#### Given instruction
Count the lines in the items below that contain the string "field", and reply with the number alone.

#### Dataset extract

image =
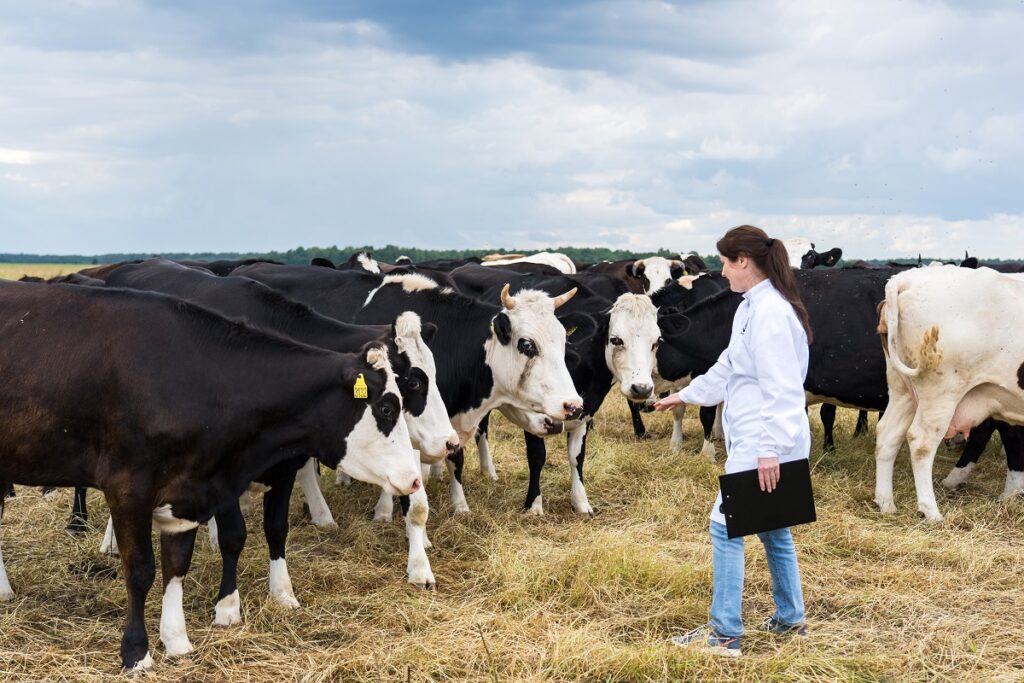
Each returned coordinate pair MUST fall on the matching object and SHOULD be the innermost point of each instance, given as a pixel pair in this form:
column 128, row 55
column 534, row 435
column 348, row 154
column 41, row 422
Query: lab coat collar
column 758, row 290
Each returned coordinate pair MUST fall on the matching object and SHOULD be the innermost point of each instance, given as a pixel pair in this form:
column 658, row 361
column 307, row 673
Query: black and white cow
column 622, row 350
column 1013, row 445
column 171, row 410
column 487, row 356
column 430, row 431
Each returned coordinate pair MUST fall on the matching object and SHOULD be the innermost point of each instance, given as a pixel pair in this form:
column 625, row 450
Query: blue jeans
column 728, row 591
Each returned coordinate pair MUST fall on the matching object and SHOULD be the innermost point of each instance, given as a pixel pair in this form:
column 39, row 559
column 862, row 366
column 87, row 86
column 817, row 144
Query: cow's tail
column 929, row 352
column 889, row 329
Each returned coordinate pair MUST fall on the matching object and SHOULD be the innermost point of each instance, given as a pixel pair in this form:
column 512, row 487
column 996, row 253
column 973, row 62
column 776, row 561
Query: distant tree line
column 389, row 253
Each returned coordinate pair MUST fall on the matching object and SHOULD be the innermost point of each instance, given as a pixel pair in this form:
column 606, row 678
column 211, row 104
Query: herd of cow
column 177, row 387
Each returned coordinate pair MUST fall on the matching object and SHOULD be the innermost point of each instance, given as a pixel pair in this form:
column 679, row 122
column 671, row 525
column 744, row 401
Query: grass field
column 45, row 270
column 559, row 598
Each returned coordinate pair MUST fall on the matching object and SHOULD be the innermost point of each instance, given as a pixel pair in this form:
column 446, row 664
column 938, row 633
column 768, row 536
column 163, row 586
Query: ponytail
column 772, row 259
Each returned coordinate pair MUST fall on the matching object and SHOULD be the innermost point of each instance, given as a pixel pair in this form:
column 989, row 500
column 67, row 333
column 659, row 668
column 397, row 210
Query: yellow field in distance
column 44, row 270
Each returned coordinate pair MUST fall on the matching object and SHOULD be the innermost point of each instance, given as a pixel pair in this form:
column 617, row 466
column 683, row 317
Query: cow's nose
column 639, row 391
column 572, row 410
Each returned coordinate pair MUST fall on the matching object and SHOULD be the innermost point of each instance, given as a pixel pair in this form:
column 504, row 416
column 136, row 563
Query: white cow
column 954, row 356
column 555, row 260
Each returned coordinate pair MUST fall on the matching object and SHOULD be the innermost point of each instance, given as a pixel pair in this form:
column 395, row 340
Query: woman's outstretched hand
column 669, row 402
column 768, row 473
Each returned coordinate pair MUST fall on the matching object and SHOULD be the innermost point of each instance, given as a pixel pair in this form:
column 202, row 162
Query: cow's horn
column 507, row 301
column 559, row 300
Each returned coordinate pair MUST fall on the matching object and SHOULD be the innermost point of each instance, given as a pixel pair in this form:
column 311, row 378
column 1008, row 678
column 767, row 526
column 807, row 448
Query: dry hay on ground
column 557, row 597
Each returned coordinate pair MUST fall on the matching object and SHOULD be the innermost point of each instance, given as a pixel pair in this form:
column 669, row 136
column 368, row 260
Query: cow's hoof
column 537, row 509
column 286, row 600
column 228, row 610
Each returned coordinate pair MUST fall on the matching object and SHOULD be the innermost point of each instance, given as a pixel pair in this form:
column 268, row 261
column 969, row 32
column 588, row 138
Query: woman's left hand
column 768, row 473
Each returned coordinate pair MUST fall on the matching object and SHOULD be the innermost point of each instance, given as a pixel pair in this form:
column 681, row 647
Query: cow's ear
column 672, row 323
column 502, row 327
column 579, row 327
column 427, row 332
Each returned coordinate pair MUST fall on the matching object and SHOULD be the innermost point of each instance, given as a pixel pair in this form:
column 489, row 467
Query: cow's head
column 525, row 352
column 429, row 427
column 654, row 272
column 378, row 449
column 632, row 344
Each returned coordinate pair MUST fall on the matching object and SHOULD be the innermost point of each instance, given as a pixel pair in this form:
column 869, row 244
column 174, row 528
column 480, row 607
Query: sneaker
column 705, row 639
column 772, row 625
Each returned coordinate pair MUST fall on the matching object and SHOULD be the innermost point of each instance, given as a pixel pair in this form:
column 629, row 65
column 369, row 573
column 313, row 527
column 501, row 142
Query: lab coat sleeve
column 709, row 389
column 773, row 343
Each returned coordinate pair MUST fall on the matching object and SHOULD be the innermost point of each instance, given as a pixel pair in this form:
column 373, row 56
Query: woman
column 760, row 378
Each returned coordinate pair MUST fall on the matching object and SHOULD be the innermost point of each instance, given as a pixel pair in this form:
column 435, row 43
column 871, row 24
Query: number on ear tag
column 359, row 389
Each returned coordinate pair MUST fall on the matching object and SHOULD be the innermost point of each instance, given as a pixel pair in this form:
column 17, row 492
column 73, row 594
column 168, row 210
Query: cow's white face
column 378, row 450
column 526, row 354
column 656, row 272
column 632, row 344
column 431, row 430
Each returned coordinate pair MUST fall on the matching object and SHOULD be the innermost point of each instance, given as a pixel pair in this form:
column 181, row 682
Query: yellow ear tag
column 359, row 389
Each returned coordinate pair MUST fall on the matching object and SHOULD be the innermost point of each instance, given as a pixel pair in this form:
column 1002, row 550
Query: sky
column 887, row 128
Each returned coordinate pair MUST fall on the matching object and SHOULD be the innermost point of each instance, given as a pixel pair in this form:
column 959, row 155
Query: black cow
column 621, row 350
column 407, row 343
column 478, row 366
column 1013, row 443
column 171, row 411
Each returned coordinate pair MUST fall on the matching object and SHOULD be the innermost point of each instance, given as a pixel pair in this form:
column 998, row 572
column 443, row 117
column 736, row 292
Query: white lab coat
column 760, row 378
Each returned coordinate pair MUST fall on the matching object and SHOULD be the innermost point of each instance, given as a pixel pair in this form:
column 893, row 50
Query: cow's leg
column 924, row 438
column 78, row 522
column 275, row 528
column 384, row 509
column 1013, row 442
column 133, row 525
column 483, row 447
column 676, row 442
column 827, row 413
column 231, row 539
column 861, row 427
column 577, row 446
column 417, row 510
column 456, row 493
column 537, row 455
column 5, row 591
column 309, row 480
column 891, row 433
column 969, row 457
column 639, row 430
column 175, row 556
column 708, row 416
column 109, row 545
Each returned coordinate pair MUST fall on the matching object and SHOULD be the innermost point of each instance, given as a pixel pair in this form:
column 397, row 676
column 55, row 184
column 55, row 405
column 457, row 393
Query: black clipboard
column 749, row 510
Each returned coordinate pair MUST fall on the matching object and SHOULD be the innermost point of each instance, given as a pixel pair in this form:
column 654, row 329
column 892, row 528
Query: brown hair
column 770, row 257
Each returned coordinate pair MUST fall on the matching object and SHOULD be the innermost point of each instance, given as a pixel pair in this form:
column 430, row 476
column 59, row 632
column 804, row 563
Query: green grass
column 44, row 270
column 559, row 597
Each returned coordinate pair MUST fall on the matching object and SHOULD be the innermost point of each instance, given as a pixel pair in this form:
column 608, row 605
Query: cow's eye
column 527, row 347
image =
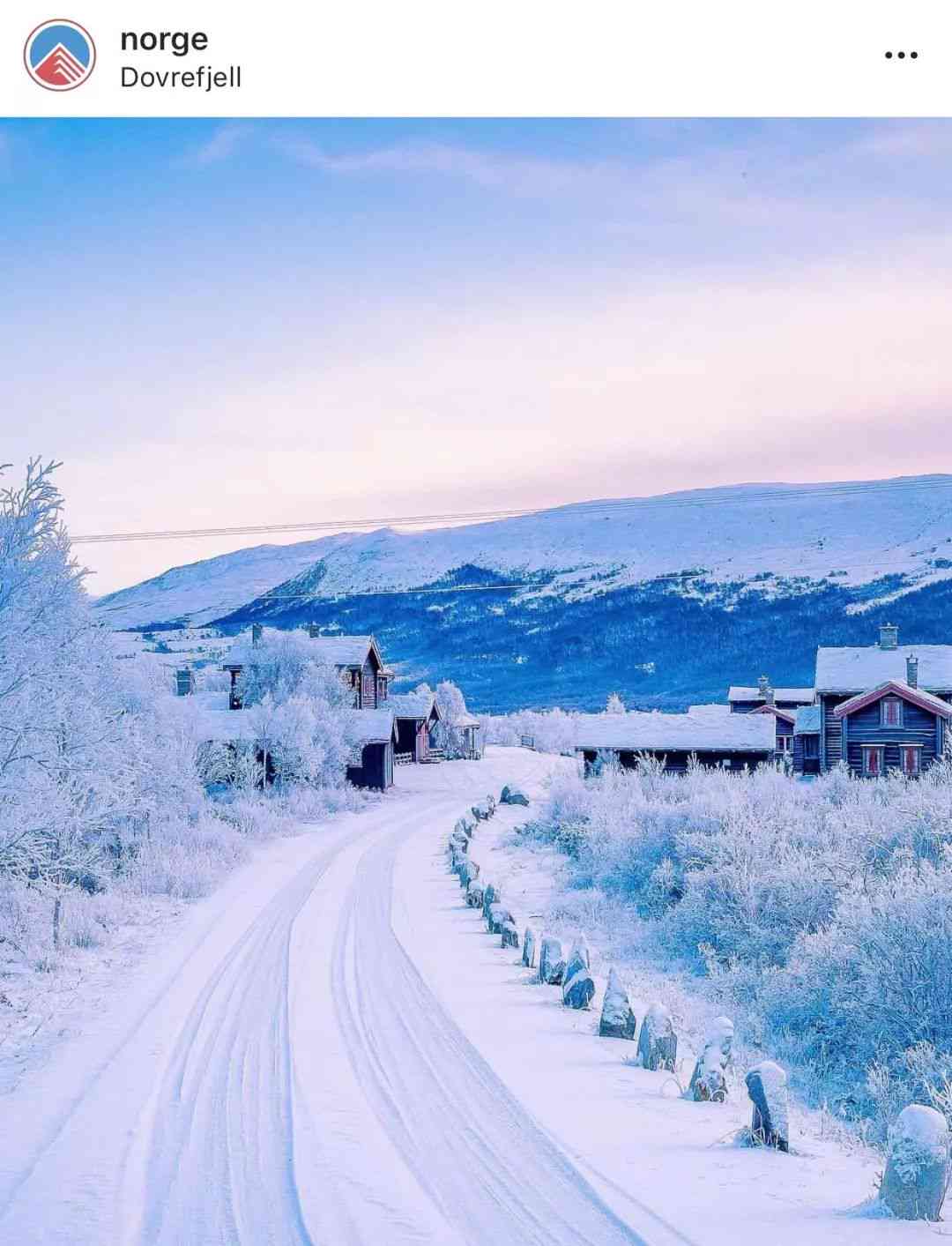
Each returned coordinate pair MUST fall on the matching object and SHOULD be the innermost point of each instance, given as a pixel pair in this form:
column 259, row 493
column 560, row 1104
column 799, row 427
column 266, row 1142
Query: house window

#### Solution for this task
2